- Page -
* * * * * * * * *

## Protecting Life Data Analysis Script

- Version 1.2.1 - NHS Pycom Version Built - 22/05/2022
- Version 1.1.3 - Current Version Demo delivered to Divisional Management - 14/04/2022
- Version 1.1.2 - Abstract Submitted to BSG Conference 2022 - 25/02/2022
- Version 1.1.1 - Basic MVP Built - 23/02/2022

#### Authors:

1. Matt Stammers - Consultant Gastroenterolgist and Data Scientist @ AXIS, UHS
2. Michael George - Data Engineering Lead @ AXIS, UHS

What this Script Does:
- Loads in the data prepared by the data preparation script
- Performs mass statistical descripitve analysis on the data after dividing the cohorts into two groups
- Performs further statistical analysis on the data

#### The first stage in an analytics package is to load in the analytics packages - ideally keeping this a slim as possible

We have tried to use only a fairly simple selection of packages in this analytics pipeline - this then makes it much easier to build upon later on. Where possible we have coded out statistical functions ourselves to make the code even easier to understand

In [1]:
# Import Key Packages

# Import base packages
import math
from datetime import datetime
from datetime import timedelta

# Import data manipulation packages
import numpy as np
import pandas as pd

# Import Statistical Packages. We are using Chi2 and Mann Whitney U Test primary here

from scipy import stats
from scipy.stats import chi2_contingency
from scipy.stats import mannwhitneyu
import statsmodels.api as sm

# Import Plotting Packages

import matplotlib.pyplot as plt
import seaborn as sns

#### Pandas settings adjustment

Typically when performing analytics I like to adjust the base pandas settings for maximal customisability. This is up to you but if you want to change the settings you can below in any way you wish

In [2]:
# Adjust settings to see entire frame:

pd.set_option('display.max_rows', 500)

* * * * * * * * *

- Entries -
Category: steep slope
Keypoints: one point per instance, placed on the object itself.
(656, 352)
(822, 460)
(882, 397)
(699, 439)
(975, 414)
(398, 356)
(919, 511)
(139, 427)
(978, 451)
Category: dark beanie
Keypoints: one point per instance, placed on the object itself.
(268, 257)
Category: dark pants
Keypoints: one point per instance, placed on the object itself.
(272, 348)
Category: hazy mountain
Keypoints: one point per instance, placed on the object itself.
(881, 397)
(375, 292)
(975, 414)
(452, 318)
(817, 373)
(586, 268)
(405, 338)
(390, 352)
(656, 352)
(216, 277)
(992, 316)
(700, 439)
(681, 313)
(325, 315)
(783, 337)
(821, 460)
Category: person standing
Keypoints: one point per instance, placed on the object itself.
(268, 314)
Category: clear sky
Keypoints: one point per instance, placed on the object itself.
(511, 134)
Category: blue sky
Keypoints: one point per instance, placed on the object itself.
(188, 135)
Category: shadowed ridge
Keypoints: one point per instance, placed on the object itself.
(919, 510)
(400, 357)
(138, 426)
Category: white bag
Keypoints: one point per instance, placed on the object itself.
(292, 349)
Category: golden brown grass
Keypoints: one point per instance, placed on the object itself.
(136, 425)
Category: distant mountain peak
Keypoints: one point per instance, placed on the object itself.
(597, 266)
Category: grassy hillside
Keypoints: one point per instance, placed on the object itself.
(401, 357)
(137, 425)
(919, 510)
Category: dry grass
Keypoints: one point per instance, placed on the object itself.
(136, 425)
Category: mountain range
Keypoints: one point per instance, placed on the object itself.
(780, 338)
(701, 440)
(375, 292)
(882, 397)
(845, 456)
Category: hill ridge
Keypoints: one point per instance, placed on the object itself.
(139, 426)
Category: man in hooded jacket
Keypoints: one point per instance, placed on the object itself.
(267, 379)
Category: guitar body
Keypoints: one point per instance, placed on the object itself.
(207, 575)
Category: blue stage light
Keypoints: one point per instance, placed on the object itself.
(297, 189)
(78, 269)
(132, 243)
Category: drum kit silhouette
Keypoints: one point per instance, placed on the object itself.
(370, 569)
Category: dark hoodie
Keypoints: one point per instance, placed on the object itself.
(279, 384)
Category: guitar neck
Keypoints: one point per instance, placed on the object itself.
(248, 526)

* * * * * * * * *

- Written exercise -
Reproduce the passage of the analysis script page starting with "# Import Plotting" and going on through "pd.set_option('display.max_rows', 500)".

- In response -
# Import Plotting Packages

import matplotlib.pyplot as plt
import seaborn as sns

#### Pandas settings adjustment

Typically when performing analytics I like to adjust the base pandas settings for maximal customisability. This is up to you but if you want to change the settings you can below in any way you wish

In [2]:
# Adjust settings to see entire frame:

pd.set_option('display.max_rows', 500)